# THE PROBLEM:
Can you write out all the rows below again, replacing "sofa" with "couch" wherever it occurs, changing nothing else and leaving out the pictures?

# LISTED RECORDS:

==============================

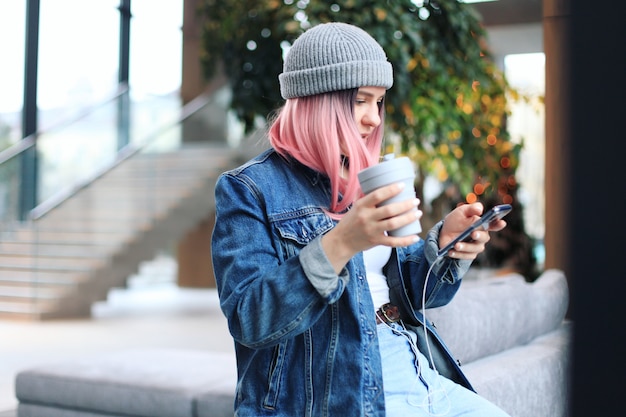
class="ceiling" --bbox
[472,0,543,27]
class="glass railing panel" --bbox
[0,151,21,228]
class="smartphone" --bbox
[437,204,513,257]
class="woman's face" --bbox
[354,87,387,140]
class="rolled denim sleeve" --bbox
[299,237,350,302]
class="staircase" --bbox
[0,144,244,320]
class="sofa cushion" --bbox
[426,269,569,363]
[15,349,237,417]
[463,322,572,417]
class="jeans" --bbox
[377,323,508,417]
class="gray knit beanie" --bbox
[278,23,393,99]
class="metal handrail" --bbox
[29,89,212,220]
[0,83,130,165]
[0,134,36,165]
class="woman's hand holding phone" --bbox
[437,203,512,259]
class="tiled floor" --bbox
[0,280,233,417]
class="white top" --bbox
[363,246,391,310]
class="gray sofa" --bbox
[15,270,571,417]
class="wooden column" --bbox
[176,213,215,288]
[176,0,225,288]
[543,0,570,277]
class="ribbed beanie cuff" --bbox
[278,22,393,99]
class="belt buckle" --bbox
[378,303,400,323]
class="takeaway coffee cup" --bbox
[358,154,422,236]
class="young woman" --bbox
[212,23,506,417]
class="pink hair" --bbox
[269,89,384,219]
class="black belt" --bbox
[376,303,400,324]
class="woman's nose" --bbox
[363,105,380,127]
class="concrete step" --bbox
[0,141,241,320]
[0,254,107,271]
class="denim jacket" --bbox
[212,149,470,417]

==============================

# OUTPUT OF THE EXERCISE:
class="ceiling" --bbox
[472,0,543,27]
class="glass railing panel" --bbox
[0,151,21,228]
class="smartphone" --bbox
[437,204,513,257]
class="woman's face" --bbox
[354,87,387,140]
class="rolled denim sleeve" --bbox
[299,237,350,302]
class="staircase" --bbox
[0,144,244,320]
class="couch cushion" --bbox
[426,269,569,363]
[15,349,237,417]
[463,322,572,417]
class="jeans" --bbox
[377,323,508,417]
class="gray knit beanie" --bbox
[278,23,393,99]
class="metal handrail" --bbox
[29,89,212,220]
[0,83,130,165]
[0,134,36,165]
class="woman's hand holding phone" --bbox
[437,203,512,259]
class="tiled floor" --bbox
[0,280,233,417]
class="white top" --bbox
[363,246,391,310]
class="gray couch" --bbox
[15,270,571,417]
class="wooden column" --bbox
[176,213,215,288]
[176,0,225,288]
[543,0,570,277]
class="ribbed beanie cuff" --bbox
[278,22,393,99]
class="belt buckle" --bbox
[378,303,400,323]
class="takeaway coffee cup" --bbox
[358,154,422,236]
class="young woman" --bbox
[212,23,506,417]
class="pink hair" --bbox
[269,89,384,219]
class="black belt" --bbox
[376,303,400,324]
class="woman's nose" --bbox
[363,105,380,127]
class="concrete step" --bbox
[0,141,241,320]
[0,254,107,271]
class="denim jacket" --bbox
[212,149,470,417]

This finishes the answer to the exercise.